== Working data
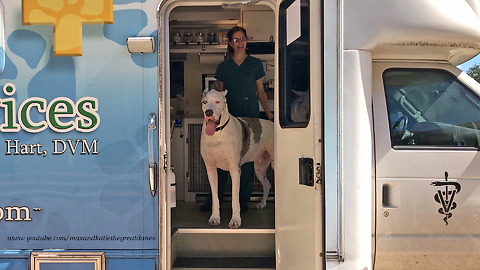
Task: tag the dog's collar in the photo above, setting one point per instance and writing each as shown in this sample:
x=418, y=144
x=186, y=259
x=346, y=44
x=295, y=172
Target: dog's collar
x=223, y=126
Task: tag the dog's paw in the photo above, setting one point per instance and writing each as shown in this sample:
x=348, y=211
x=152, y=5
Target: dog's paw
x=260, y=206
x=235, y=223
x=214, y=220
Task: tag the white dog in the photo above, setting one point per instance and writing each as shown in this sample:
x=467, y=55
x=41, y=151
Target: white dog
x=227, y=143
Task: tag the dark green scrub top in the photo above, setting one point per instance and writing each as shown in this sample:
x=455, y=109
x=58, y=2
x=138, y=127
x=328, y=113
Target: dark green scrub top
x=240, y=82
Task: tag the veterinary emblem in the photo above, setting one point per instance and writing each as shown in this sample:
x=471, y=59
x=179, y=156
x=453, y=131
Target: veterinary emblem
x=446, y=196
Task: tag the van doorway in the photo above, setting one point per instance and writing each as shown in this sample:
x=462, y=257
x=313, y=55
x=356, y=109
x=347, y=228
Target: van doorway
x=197, y=43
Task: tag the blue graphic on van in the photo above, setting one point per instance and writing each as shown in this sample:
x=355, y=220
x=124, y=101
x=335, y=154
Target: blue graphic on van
x=122, y=28
x=58, y=74
x=446, y=197
x=146, y=60
x=28, y=45
x=10, y=72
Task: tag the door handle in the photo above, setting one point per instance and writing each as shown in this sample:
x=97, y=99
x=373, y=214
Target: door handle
x=305, y=171
x=152, y=166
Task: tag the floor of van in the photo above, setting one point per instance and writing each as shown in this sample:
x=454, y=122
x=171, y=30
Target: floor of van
x=188, y=215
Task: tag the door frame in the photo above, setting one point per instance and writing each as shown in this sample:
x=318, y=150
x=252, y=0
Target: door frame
x=164, y=9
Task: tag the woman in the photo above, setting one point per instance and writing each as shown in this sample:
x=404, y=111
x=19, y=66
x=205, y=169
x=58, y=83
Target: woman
x=242, y=75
====
Where a line of the listing holds the string "this", copy that line.

Task: tag the dog's collar in the photo above, setting one point per instance and writing each as shown in this sample:
Task: tag the dog's paw in the photo above, setting one point per instance and writing each as shown in this sample:
Task: tag the white dog in the photo above, setting one point per instance and writing each as shown in this sample:
Task: tag the dark green scrub top in the photo above, setting one point per instance and writing each as shown in this sample:
Task: tag the veterinary emblem in the photo above, setting one point per instance and writing each as shown in this sample:
Task: tag the van doorway in the photo above, setting one point per instance and writing each as shown in this sample:
Task: tag the blue graphic on van in the photo above, setting one point per instance and writing each as shown in this sample:
Task: tag the door handle in the photo above, setting one point per instance and writing each as shown in this sample:
Task: tag the floor of van in the photo above, setting one point per instance and writing each as shown in this sample:
Task: tag the door frame in the photo above, setting one point per instance and writing each as shown in this sample:
Task: tag the woman in the photo above, setting one point per instance and writing each as shown in this sample:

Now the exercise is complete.